*AIM*:
Reproduce the material below line for line, with no changes, and leave the pictures out of your copy.

*PROVIDED MATERIAL*:
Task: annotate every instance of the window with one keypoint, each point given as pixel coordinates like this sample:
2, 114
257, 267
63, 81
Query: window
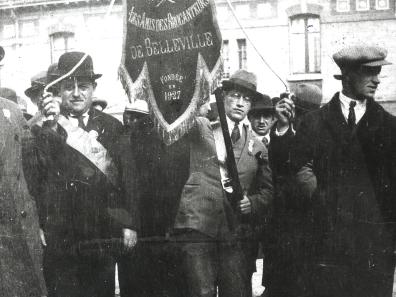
362, 5
343, 5
242, 56
222, 12
28, 28
226, 58
381, 4
305, 44
264, 10
9, 31
243, 10
61, 42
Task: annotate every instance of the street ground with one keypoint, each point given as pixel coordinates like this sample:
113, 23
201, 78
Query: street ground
258, 289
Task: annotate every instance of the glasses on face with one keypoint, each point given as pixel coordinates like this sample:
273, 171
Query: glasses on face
236, 95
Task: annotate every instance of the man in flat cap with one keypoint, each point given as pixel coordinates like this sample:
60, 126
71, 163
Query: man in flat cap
262, 118
350, 143
215, 257
20, 253
81, 206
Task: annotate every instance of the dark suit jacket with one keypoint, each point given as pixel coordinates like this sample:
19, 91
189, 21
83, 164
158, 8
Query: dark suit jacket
77, 201
20, 273
354, 207
203, 206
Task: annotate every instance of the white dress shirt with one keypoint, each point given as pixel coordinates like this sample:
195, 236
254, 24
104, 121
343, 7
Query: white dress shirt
360, 107
74, 119
231, 124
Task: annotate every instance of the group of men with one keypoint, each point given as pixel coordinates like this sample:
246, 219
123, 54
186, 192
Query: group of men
319, 188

*TASK SOLUTION*:
Task: annotate every instance of the window with one keypoint, each point given as pixel coordinates like this sample:
2, 114
257, 267
63, 81
Query: window
362, 5
343, 5
242, 56
222, 12
28, 28
226, 58
381, 4
305, 44
264, 10
9, 31
243, 10
61, 42
Task: annotate every instance of the street ground with one keypoint, each point given as pixel coordinates like this sample:
113, 23
201, 78
Query: street ground
258, 289
Task: annotate every instance of the glasses on face with one keypoint, each point given as pixel coordinates like this sample:
273, 171
Query: glasses on face
236, 95
Task: annotate every instance of the man in flat cap with one keypoint, each point given as pixel coordinates like this sample:
60, 126
71, 163
Query: man in flat cap
262, 118
350, 143
215, 257
20, 253
81, 206
Task: annotate every instance of the dark suit jacket with one keypoint, each point given as pixel coordinates like this sample:
19, 91
189, 21
83, 164
158, 8
Query: dark suit jacket
77, 201
20, 273
354, 207
203, 206
Task: annotate every instance of the white dress shirt with one keypoint, each point given as pixel coordinates like this sample:
195, 236
254, 24
104, 121
343, 7
Query: white dress shirt
360, 107
74, 119
231, 124
Task: annotate every instance of the group of men with one keypoint, each point given as pixel coordinates like this sample:
246, 219
123, 54
186, 192
Query: group of men
319, 188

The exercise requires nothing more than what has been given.